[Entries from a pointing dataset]
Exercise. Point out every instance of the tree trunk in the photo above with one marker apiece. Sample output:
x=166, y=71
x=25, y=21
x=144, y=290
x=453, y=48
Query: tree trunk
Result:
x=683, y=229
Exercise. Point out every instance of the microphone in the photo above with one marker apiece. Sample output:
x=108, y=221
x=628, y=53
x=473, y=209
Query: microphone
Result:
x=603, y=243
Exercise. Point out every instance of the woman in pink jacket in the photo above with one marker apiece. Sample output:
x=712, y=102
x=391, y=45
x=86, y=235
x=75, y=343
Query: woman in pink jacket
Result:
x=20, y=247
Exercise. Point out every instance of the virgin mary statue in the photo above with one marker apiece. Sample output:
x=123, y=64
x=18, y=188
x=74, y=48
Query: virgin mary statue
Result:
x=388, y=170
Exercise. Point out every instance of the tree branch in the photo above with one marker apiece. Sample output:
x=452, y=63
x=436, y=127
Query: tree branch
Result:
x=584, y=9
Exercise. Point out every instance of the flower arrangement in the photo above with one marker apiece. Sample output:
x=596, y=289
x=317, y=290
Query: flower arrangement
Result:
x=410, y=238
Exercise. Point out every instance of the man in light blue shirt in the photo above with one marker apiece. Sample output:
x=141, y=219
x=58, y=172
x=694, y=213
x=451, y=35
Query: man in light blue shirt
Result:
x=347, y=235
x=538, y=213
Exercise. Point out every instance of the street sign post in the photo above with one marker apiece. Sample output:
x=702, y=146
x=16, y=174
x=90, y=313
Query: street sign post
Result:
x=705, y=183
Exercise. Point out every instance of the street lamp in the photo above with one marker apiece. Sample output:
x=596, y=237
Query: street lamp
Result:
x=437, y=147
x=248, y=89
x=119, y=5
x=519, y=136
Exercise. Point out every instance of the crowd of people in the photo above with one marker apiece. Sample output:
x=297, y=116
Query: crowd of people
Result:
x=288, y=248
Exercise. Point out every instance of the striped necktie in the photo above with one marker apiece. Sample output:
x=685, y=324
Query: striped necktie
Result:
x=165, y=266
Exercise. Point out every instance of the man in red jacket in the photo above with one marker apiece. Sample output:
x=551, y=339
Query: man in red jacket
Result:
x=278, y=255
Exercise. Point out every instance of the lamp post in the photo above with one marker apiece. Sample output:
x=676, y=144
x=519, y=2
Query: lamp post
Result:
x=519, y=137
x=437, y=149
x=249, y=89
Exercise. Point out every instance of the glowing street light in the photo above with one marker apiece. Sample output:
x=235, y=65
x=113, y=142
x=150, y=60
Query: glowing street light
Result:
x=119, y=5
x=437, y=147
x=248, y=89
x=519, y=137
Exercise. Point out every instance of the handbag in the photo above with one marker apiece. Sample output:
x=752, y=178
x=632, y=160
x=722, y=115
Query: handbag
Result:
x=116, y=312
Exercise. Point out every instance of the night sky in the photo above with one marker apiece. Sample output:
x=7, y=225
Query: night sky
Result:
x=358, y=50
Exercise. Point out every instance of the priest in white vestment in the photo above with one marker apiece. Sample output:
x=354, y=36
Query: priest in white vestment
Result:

* **Your instructions**
Render the records as a JSON list of strings, one string per line and no blank lines, beginning with the very first line and ending after the line that contains "x=519, y=136".

* **Response to the exercise**
[
  "Exercise. Point out every instance of the tree trunk in the photo above with one marker apiece. Sample output:",
  "x=166, y=71",
  "x=25, y=21",
  "x=144, y=290",
  "x=453, y=48",
  "Query: tree trunk",
  "Result:",
  "x=683, y=229",
  "Exercise. Point out every instance of the microphone in the photo above with one marker apiece. Sample output:",
  "x=108, y=221",
  "x=628, y=53",
  "x=473, y=209",
  "Query: microphone",
  "Result:",
  "x=603, y=243",
  "Exercise. Point out every instance of the woman in pink jacket in the photo above with one marker apiece. Sample output:",
  "x=712, y=102",
  "x=391, y=45",
  "x=86, y=235",
  "x=75, y=343",
  "Query: woman in pink jacket",
  "Result:",
  "x=20, y=247",
  "Exercise. Point out every instance of the virgin mary statue in the photo above with one marker apiece. Sample output:",
  "x=123, y=64",
  "x=18, y=188",
  "x=74, y=48",
  "Query: virgin mary statue",
  "Result:",
  "x=388, y=170",
  "Exercise. Point out every instance of the tree branch in the photo above with one marker apiece. Sample output:",
  "x=452, y=63",
  "x=436, y=127",
  "Query: tree branch",
  "Result:",
  "x=584, y=9",
  "Exercise. Point out every instance of the flower arrangement in the photo above with one marker apiece. Sample output:",
  "x=596, y=289",
  "x=317, y=290",
  "Query: flower arrangement",
  "Result:",
  "x=410, y=238",
  "Exercise. Point out every instance of the man in light blue shirt in the photo above with one marker apiece. Sample output:",
  "x=141, y=219",
  "x=58, y=172",
  "x=694, y=213",
  "x=451, y=35",
  "Query: man in light blue shirt",
  "Result:",
  "x=347, y=235",
  "x=538, y=213",
  "Exercise. Point out every instance of the street sign post in the photo above with one marker apiece. Sample output:",
  "x=702, y=146",
  "x=16, y=174",
  "x=90, y=313",
  "Query: street sign post",
  "Result:",
  "x=705, y=183",
  "Exercise. Point out every instance of the street lamp in the photo above with one marker apiece. Sample output:",
  "x=596, y=237",
  "Query: street lamp",
  "Result:",
  "x=437, y=147",
  "x=248, y=89",
  "x=119, y=5",
  "x=519, y=136"
]